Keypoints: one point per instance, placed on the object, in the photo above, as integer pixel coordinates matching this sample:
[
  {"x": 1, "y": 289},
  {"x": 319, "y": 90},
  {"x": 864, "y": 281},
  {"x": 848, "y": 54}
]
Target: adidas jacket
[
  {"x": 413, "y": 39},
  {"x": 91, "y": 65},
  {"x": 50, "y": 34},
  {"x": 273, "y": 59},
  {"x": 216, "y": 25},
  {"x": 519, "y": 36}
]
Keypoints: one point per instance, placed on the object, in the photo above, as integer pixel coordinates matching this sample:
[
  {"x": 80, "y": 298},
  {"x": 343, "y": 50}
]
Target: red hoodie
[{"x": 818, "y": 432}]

------------------------------------------------------------------------

Task requirements: Extract all of the material exactly as it is written.

Written answer:
Keypoints: one point per instance, placed on the object, in the photo above, as integer pixel coordinates matching this sample:
[
  {"x": 1, "y": 289},
  {"x": 319, "y": 90},
  {"x": 864, "y": 281},
  {"x": 848, "y": 54}
]
Target: adidas jacket
[
  {"x": 413, "y": 39},
  {"x": 91, "y": 65},
  {"x": 50, "y": 34},
  {"x": 273, "y": 59},
  {"x": 216, "y": 25},
  {"x": 519, "y": 36}
]
Keypoints: one point per instance, placed on the object, in the photo above, as integer pixel coordinates matching this sample:
[
  {"x": 80, "y": 298},
  {"x": 343, "y": 50}
]
Target: red hoodie
[{"x": 818, "y": 432}]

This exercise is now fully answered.